Data shown:
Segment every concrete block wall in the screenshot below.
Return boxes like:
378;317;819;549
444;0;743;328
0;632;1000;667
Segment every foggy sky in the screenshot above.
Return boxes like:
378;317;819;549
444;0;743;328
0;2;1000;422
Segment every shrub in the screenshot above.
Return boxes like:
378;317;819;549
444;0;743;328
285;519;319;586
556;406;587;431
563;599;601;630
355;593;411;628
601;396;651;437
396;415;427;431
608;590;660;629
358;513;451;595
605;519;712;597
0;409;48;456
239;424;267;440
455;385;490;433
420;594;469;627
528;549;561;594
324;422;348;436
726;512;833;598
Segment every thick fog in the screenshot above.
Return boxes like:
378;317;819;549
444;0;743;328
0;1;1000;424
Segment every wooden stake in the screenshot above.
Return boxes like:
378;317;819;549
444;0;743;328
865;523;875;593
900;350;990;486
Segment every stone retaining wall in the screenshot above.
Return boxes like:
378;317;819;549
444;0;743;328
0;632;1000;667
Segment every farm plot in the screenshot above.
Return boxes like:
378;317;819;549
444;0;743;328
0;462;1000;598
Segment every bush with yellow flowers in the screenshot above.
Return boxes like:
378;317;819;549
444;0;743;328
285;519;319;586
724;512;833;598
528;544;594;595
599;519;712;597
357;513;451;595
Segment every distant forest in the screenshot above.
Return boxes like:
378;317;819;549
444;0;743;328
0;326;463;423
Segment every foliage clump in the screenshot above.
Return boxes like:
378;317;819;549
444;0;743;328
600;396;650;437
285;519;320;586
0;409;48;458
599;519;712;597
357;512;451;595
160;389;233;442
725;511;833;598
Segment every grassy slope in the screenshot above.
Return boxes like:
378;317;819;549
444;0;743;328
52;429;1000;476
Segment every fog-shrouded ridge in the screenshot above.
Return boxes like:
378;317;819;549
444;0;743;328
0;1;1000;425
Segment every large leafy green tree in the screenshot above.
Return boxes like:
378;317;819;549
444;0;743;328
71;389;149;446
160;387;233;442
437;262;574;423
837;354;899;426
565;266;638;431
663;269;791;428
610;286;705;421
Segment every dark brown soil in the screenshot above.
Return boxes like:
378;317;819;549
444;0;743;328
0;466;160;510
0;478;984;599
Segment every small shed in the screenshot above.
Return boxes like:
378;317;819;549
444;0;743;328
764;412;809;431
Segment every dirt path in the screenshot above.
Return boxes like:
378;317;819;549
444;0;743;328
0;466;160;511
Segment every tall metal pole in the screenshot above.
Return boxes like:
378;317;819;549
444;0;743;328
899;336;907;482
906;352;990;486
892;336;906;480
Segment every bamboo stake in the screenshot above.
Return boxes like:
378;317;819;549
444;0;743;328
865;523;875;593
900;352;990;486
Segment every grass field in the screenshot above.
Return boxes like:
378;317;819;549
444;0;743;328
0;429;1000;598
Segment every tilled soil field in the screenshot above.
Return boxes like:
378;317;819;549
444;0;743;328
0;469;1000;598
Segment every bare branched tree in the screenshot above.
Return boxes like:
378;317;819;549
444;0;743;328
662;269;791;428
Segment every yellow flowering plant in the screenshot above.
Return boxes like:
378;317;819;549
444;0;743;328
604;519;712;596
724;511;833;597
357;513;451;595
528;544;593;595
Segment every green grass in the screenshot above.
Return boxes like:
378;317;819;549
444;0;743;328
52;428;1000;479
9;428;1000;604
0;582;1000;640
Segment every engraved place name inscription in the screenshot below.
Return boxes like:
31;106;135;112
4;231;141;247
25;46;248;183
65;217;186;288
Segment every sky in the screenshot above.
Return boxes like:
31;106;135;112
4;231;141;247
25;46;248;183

Aim: Transcribe every line of the records above verbatim, keeping each character and line break unchanged.

Exercise output:
Segment every concrete block wall in the screenshot below.
Return boxes like:
378;317;819;549
444;0;743;328
0;632;1000;667
Segment every foggy sky in the screenshot above.
Return boxes like:
378;317;819;549
444;0;743;328
0;2;1000;422
Segment every shrub in the screenshot above.
Return boxes like:
378;317;819;549
444;0;743;328
285;519;319;586
556;406;587;431
563;599;601;630
355;593;411;628
601;396;651;437
396;415;427;431
608;590;660;629
358;513;451;595
605;519;712;597
0;409;48;456
239;424;267;440
455;385;490;433
420;594;469;627
528;549;561;594
324;422;348;436
726;512;833;598
Segment every thick fog in the screenshot above.
Return boxes like:
378;317;819;549
444;0;743;328
0;1;1000;424
Segment every wooden stake in the screenshot above.
Return boxes like:
378;317;819;549
444;0;743;328
865;523;875;593
900;350;990;486
Segment every stone retaining wall in the screenshot above.
Return boxes like:
378;317;819;549
444;0;743;328
0;632;1000;667
Segment every farm plot in the screenshot above.
Return boxes like:
378;317;819;549
444;0;743;328
0;462;1000;598
Segment every bush with yellow flowers in the screenshot above.
Return boxes like:
378;317;819;549
444;0;743;328
285;519;319;586
724;512;833;598
528;544;594;595
599;519;712;597
357;513;451;595
Segment every distant forest in the screenshot above.
Return boxes like:
378;317;819;549
444;0;743;328
0;326;463;423
Segment every foliage clump in the screenshot above.
Return boxes like:
378;317;819;549
444;0;743;328
600;396;650;437
285;519;320;586
0;409;48;458
599;519;712;597
357;512;451;595
160;389;233;442
725;511;833;598
Segment every grassy slope in the screenshot above.
Return boxes like:
378;317;819;549
444;0;743;328
52;429;1000;476
Segment every fog-shrouded ridge in the screenshot above.
Return boxes like:
378;317;819;549
444;0;743;328
0;1;1000;425
Segment every large leafy green tree in the screenshot above.
Return boxes like:
378;317;819;549
444;0;743;328
71;389;149;446
160;387;233;442
437;262;574;423
837;354;899;426
565;266;638;431
663;269;791;428
610;286;705;421
Segment every dark brown soil in the screenshot above.
Return boxes like:
378;317;819;549
444;0;743;328
0;466;160;510
0;478;984;599
Segment every small shed in the screenshot above.
Return boxes like:
378;317;819;549
444;0;743;328
764;412;809;431
Segment every dirt path in the screenshot above.
Return boxes like:
378;317;819;549
444;0;743;328
0;466;160;511
Segment every tall metal pole in the screenshot above.
Return boxes like:
378;317;819;549
444;0;743;328
899;336;907;482
906;352;990;486
892;336;906;480
Segment every bamboo stake in the screenshot above.
Return boxes like:
378;317;819;549
444;0;743;328
865;523;875;593
900;352;990;486
Segment every grass field in the screenshot above.
Return boxes like:
378;317;819;549
444;0;743;328
0;429;1000;598
Segment every tilled soil field in the screenshot above.
Return boxes like:
378;317;819;549
444;0;743;328
0;469;1000;598
Segment every bare branched tree in the screenshot above.
Return boxes like:
378;317;819;549
444;0;743;328
662;269;791;428
Segment every yellow flowering plant in the screenshot above.
Return boxes like:
378;317;819;549
444;0;743;328
604;519;712;596
724;511;833;597
357;513;451;595
528;544;593;595
Segment every green grass in the screenshot above.
Return boxes like:
378;317;819;549
444;0;743;328
52;428;1000;479
9;428;1000;604
0;582;1000;640
Segment every engraved place name inscription in the screenshot below.
Return boxes like:
31;106;135;112
4;231;141;247
25;46;248;183
65;217;186;288
Segment every sky in the screenshot above.
Return boxes like:
31;106;135;112
4;231;141;247
25;46;248;183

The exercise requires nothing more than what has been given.